◆ **Text block**:
────
Michal Kováč (3 August 1930 – 5 October 2016) was the first president of Slovakia, having served from 1993 through 1998.

Early life
Kováč was born in the village of Ľubiša in then Czechoslovakia in 1930. He graduated from the present-day University of Economics in Bratislava and was a bank employee of the Státní banka československá and of other banks. As such, he spent some years in London and in Cuba in the 1960s. During the Normalization he was subject to some persecution.

Political career
During and after the Velvet Revolution, from 12 December 1989 to 17 May 1991 (when he resigned) Kováč was the Finance Minister of the Slovak (Socialist) Republic.

In early 1991, he was one of the founders and the vice-chairman of the Movement for a Democratic Slovakia. As such, he was elected as a deputy to the Federal Assembly of Czechoslovakia in 1990. After the 1992 election he served as the Chairman of the Federal Assembly from 25 June to 31 December 1992. He played an important role in the process of the preparation of the Dissolution of Czechoslovakia.

President (1993–98)
Kováč was elected president by the National Council of Slovakia in February 1993 (because he was a candidate of the biggest parliamentary party—the Movement for a Democratic Slovakia) and inaugurated on 2 March 1993. He soon became a strong opponent of Prime Minister Vladimír Mečiar and by giving a critical presidential address to parliament in March 1994, Kováč significantly contributed to the deposition of the then Mečiar government and the creation of the Moravčík government (which only lasted until the next parliamentary election in the autumn of 1994).
────
◆ **Material supplied**:
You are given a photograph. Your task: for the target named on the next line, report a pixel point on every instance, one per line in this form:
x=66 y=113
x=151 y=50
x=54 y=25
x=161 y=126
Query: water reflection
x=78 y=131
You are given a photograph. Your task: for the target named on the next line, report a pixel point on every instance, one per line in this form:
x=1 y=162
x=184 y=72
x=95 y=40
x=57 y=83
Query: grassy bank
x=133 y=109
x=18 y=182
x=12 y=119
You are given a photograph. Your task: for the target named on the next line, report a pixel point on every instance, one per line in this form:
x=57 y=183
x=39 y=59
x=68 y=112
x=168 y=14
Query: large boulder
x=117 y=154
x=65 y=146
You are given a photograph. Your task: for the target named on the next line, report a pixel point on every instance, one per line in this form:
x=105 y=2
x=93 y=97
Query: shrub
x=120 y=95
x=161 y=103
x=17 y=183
────
◆ **Brief**:
Could you copy out the entire Michal Kováč biography above, word for word?

◆ **Solution for this exercise**:
Michal Kováč (3 August 1930 – 5 October 2016) was the first president of Slovakia, having served from 1993 through 1998.

Early life
Kováč was born in the village of Ľubiša in then Czechoslovakia in 1930. He graduated from the present-day University of Economics in Bratislava and was a bank employee of the Státní banka československá and of other banks. As such, he spent some years in London and in Cuba in the 1960s. During the Normalization he was subject to some persecution.

Political career
During and after the Velvet Revolution, from 12 December 1989 to 17 May 1991 (when he resigned) Kováč was the Finance Minister of the Slovak (Socialist) Republic.

In early 1991, he was one of the founders and the vice-chairman of the Movement for a Democratic Slovakia. As such, he was elected as a deputy to the Federal Assembly of Czechoslovakia in 1990. After the 1992 election he served as the Chairman of the Federal Assembly from 25 June to 31 December 1992. He played an important role in the process of the preparation of the Dissolution of Czechoslovakia.

President (1993–98)
Kováč was elected president by the National Council of Slovakia in February 1993 (because he was a candidate of the biggest parliamentary party—the Movement for a Democratic Slovakia) and inaugurated on 2 March 1993. He soon became a strong opponent of Prime Minister Vladimír Mečiar and by giving a critical presidential address to parliament in March 1994, Kováč significantly contributed to the deposition of the then Mečiar government and the creation of the Moravčík government (which only lasted until the next parliamentary election in the autumn of 1994).